**Aufgaben**
A - Können Sie den Absatz im Textauszug, der mit „Hannover - Ein neues Briefing“ beginnt, als knappe Stichpunktliste wiedergeben und dabei seine wichtigsten Fakten behalten?
B - Welche NGOs haben laut Textauszug die Analyse veröffentlicht?

**Textauszug**
Talanx: Kohleprojekte in Polen und Vietnam werden zum Belastungstest für neue Klimaschutzregeln


Hannover - Ein neues Briefing zu den Kohleversicherungsgeschäften von Talanx, einer der führenden europäischen Versicherer, zeigt die Schwachstellen seiner kürzlich angekündigten Kohle-Restriktionen. Die heute von den NGOs urgewald, Unfriend Coal, Market Forces und CHANGE Vietnam veröffentlichte Analyse kommt zu dem Schluss, dass Schlupflöcher in der Ankündigung es dem Unternehmen ermöglichen könnten, weiterhin eine Expansion der Kohleindustrie in Polen und Vietnam über seine Tochtergesellschaften zu unterstützen. Am Tag der Konzernhauptversammlung in Hannover lässt dies Zweifel an der Ernsthaftigkeit der Klimaziele von Talanx aufkommen.

**Rohe Datensätze**
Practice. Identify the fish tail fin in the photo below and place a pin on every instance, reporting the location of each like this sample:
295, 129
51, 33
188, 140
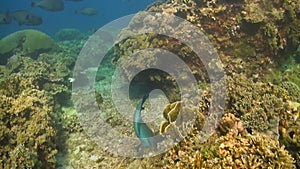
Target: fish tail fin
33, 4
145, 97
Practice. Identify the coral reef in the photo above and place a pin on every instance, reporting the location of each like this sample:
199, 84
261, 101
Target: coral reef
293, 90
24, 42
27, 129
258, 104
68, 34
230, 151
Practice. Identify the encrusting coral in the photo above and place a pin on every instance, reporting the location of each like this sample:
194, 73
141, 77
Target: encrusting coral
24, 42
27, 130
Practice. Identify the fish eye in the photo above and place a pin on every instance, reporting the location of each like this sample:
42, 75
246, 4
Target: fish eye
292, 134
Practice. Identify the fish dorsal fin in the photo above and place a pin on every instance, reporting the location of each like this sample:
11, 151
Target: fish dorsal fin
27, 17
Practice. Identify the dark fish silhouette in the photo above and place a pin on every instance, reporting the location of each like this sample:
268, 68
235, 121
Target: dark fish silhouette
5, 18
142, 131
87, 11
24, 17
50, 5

* * *

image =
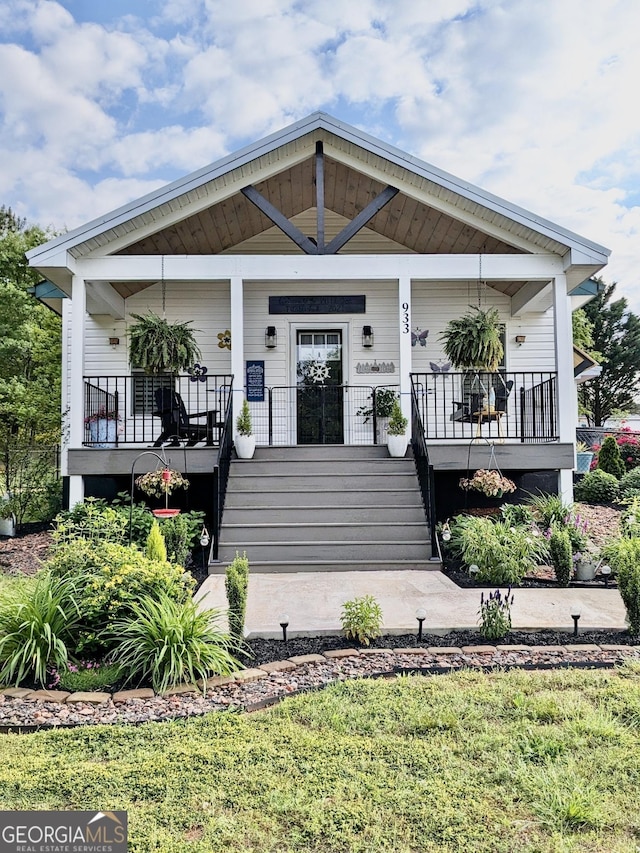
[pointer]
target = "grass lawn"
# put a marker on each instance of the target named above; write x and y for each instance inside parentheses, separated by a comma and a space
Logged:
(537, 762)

**Lösungen**
A -
- Ein neues Briefing zeigt Schwachstellen der kürzlich angekündigten Kohle-Restriktionen von Talanx, einem der führenden europäischen Versicherer.
- Herausgeber der Analyse: die NGOs urgewald, Unfriend Coal, Market Forces und CHANGE Vietnam.
- Befund: Schlupflöcher könnten Talanx erlauben, über Tochtergesellschaften weiter den Kohleausbau in Polen und Vietnam zu unterstützen.
- Folge: Am Tag der Hauptversammlung in Hannover entstehen Zweifel an der Ernsthaftigkeit der Klimaziele von Talanx.

B - urgewald, Unfriend Coal, Market Forces und CHANGE Vietnam